» **Problem statement**: Reproduce every row below word for word, leaving out the pictures.

» **Information provided**:

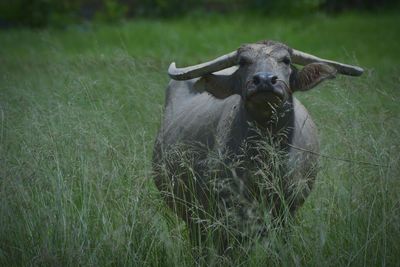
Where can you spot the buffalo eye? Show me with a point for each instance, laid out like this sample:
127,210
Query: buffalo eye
286,60
243,61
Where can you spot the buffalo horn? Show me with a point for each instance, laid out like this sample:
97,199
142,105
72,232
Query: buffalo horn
302,58
195,71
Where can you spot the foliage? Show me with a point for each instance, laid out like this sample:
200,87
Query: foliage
39,13
79,110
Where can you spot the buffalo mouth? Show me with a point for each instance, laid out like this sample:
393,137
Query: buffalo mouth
265,93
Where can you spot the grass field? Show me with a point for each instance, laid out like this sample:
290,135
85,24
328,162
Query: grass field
79,110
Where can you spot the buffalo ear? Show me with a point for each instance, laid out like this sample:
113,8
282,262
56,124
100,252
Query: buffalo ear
311,75
220,86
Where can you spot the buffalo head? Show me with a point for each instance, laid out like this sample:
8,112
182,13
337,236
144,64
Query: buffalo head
264,75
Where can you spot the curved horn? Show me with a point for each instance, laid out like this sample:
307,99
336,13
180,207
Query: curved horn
302,58
195,71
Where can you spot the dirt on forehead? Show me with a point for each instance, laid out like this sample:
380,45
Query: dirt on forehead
270,43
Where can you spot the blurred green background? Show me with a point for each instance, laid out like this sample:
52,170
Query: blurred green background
39,13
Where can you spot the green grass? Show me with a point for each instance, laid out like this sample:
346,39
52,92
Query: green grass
79,110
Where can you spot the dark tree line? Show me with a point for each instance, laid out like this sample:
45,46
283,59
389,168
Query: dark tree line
37,13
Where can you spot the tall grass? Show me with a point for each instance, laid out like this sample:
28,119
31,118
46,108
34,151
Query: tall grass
79,110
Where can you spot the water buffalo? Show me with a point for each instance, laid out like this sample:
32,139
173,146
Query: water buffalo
235,146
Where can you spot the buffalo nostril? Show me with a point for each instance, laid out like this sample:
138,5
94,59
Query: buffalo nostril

» **Result**:
Where can you spot the buffalo eye? Show me with a point for each instance, laid out like this sample:
127,210
Query: buffalo eye
286,60
243,61
Where can you spot the buffalo horn? Show me with a point for each instance, laid out like this sample:
97,199
142,105
72,232
Query: buffalo horn
302,58
195,71
Where can you spot the foliage? Show me with a point for each instance, laid out like this sample:
200,87
Query: foliage
39,13
79,110
Where can you spot the buffalo mouth? Show me with a point for each instance, laid out like this sample:
393,137
Query: buffalo mouth
265,93
Where can you spot the grass field? Show me with a point for each instance, laid out like this sample:
290,135
85,24
328,162
Query: grass field
79,110
Where can you spot the buffalo ear? Show me with a point for each instance, laid out like this sample:
113,8
282,262
56,124
100,252
Query: buffalo ear
311,75
220,86
Where can you spot the buffalo head? Show me with a point for each instance, laid out like this sample:
8,112
182,13
337,236
144,64
Query: buffalo head
264,75
Where can you spot the curved horn? Show me with a point for each instance, laid out like this sample:
307,99
336,13
180,207
Query: curved horn
302,58
195,71
Where can you spot the dirt on forehead? Show me with a point for each instance, laid out like this sample:
380,45
Query: dirt on forehead
270,43
Where can you spot the blurred green background? Show me with a point for each instance, laid out like this sample:
52,170
Query: blurred green background
39,13
Where can you spot the green grass? Show me with a point for each instance, laid out like this sample:
346,39
52,92
Query: green grass
79,110
Where can you spot the dark tree line? Show me with a point for each instance, laid out like this sample:
45,46
283,59
389,168
Query: dark tree line
37,13
Where can you spot the tall grass? Show me with a point for each instance, laid out like this sample:
28,119
31,118
46,108
34,151
Query: tall grass
79,110
Where can you spot the water buffalo? Show me with a point for each instance, laid out like this sample:
32,139
173,146
Query: water buffalo
235,146
Where can you spot the buffalo nostril? Show me with a point for each instance, laid out like this sample:
138,5
94,59
Query: buffalo nostril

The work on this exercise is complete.